— Begin —

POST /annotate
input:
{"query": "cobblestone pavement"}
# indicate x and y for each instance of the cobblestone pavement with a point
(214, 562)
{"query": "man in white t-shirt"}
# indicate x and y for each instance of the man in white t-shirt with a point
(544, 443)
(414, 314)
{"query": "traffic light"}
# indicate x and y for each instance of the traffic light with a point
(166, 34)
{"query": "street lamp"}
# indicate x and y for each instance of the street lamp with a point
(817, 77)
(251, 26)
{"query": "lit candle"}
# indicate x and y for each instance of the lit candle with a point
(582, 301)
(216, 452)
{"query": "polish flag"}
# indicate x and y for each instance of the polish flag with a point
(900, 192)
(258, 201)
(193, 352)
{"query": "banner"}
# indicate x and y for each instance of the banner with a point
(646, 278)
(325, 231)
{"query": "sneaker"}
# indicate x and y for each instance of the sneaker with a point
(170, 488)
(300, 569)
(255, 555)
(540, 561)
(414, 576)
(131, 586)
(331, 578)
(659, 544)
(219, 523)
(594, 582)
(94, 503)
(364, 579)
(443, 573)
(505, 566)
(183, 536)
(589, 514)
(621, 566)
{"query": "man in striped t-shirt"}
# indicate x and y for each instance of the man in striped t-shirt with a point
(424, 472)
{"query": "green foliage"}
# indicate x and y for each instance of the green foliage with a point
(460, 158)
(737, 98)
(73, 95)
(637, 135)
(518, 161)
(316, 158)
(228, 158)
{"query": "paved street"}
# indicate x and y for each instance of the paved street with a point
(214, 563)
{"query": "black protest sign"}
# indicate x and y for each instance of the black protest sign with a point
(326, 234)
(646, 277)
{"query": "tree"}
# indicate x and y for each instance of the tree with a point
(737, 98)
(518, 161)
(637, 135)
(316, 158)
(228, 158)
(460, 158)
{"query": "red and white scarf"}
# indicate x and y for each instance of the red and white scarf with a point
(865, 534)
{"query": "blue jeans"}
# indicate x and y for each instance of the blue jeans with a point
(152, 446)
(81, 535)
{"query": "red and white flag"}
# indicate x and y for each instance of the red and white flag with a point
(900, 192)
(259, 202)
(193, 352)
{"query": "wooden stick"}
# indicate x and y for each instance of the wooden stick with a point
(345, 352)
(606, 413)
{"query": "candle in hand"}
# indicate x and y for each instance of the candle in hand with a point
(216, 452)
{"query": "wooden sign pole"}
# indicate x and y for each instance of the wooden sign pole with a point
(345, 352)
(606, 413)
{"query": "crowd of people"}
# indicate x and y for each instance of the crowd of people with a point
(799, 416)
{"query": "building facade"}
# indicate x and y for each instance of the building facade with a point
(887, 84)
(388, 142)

— End —

> _Written task_
Extract each line above that contains the string "sign", copying it in full. Matching is case-sensitive.

> _Answer to the exercise_
{"query": "black protest sign"}
# indicate x and y for each instance of the black protest sign with a point
{"query": "wooden sign pole"}
# indicate x and y for each instance of the wooden sign pole with a point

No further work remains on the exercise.